[Opening Passage provided section]

New York City-based NYU Langone Health tested artificial intelligence to see how well it can convert physician notes into accurate lay language that improved patient understanding.

The study, published March 11 in JAMA Network Open, used a licensed "private instance" of the GPT-4 tool created by OpenAI. The license allowed front-line clinicians to experiment with the tool using real patient data while adhering to privacy laws, according to a health system news release. Researchers used the tool to convert the text in 50 patient discharge notes into lay language.

The team ranked the AI translations using the Patient Education Materials Assessment Tool, which scores the ability of patients to understand the material, and found the translation scored 81% — up from 13% for the original physician-written reports. The AI dropped the reports from an 11th-grade reading level to a sixth-grade level.

Two physicians reviewed the AI discharge summaries for accuracy based on a six-point scale and awarded the AI notes 54% for best-possible accuracy rating and 56% for being entirely complete. Researchers say the results signify that at the current performance level, providers would not have to make a single change to more than half of the AI summaries.

[Closing Passage provided section]

Questions —
• 1. List every percentage figure reported in the article on NYU Langone's AI discharge-note study.
• 2. Reproduce the passage of the NYU Langone AI study article starting with "The team ranked" and going on through "the AI summaries.".
• 3. Carry the article about NYU Langone's GPT-4 discharge-note study forward with the next paragraph.

[Opening Extracted data section]

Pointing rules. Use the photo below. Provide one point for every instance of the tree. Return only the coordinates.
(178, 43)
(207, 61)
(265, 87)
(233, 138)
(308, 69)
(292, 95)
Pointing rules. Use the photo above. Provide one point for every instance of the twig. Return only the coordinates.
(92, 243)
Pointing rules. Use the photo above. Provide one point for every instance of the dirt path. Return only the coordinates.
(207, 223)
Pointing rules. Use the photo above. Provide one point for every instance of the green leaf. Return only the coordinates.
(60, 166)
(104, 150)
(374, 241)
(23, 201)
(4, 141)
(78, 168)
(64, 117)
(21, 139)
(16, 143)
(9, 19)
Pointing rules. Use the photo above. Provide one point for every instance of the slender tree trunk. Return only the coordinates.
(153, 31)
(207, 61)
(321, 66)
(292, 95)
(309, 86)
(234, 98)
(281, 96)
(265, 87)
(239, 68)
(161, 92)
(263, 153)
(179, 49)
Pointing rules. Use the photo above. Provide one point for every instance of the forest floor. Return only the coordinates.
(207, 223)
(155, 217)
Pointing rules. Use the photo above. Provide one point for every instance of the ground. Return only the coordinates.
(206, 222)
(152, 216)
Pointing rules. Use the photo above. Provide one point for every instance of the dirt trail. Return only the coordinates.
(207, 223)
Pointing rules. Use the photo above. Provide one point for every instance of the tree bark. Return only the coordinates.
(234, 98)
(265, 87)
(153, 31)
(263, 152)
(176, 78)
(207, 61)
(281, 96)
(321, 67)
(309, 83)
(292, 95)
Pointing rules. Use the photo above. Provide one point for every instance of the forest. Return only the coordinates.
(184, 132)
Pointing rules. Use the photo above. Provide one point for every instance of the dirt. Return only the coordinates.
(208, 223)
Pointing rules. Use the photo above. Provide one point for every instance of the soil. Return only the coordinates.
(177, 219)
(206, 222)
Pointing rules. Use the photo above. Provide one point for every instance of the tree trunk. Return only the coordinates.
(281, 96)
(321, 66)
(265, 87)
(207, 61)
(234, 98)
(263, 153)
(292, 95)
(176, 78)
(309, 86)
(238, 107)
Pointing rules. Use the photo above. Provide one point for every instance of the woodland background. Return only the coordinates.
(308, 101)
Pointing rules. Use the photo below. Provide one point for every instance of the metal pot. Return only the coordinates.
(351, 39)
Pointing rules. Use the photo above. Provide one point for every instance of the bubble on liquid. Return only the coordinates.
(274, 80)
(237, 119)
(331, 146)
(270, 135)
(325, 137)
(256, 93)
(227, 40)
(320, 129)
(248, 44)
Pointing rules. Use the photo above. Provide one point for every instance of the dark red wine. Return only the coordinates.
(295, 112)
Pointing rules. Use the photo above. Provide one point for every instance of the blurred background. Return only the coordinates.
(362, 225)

[Closing Extracted data section]

Results for the exercise —
• 1. 81%, 13%, 54%, 56%

• 2.
The team ranked the AI translations using the Patient Education Materials Assessment Tool, which scores the ability of patients to understand the material, and found the translation scored 81% — up from 13% for the original physician-written reports. The AI dropped the reports from an 11th-grade reading level to a sixth-grade level.

Two physicians reviewed the AI discharge summaries for accuracy based on a six-point scale and awarded the AI notes 54% for best-possible accuracy rating and 56% for being entirely complete. Researchers say the results signify that at the current performance level, providers would not have to make a single change to more than half of the AI summaries.

• 3.
"GPT-4 worked well alone, with some gaps in accuracy and completeness, but did more than well enough to be highly effective when combined with physician oversight, the way it would be used in the real world," senior study author Jonah Feldman, MD, medical director of clinical transformation and informatics within NYU Langone's Medical Center Information Technology Department of Health Informatics, said in the release. "One focus of the study was on how much work physicians must do to oversee the tool, and the answer is very little. Such tools could reduce patient anxiety even as they save each provider hours each week in medical paperwork, a major source of burnout."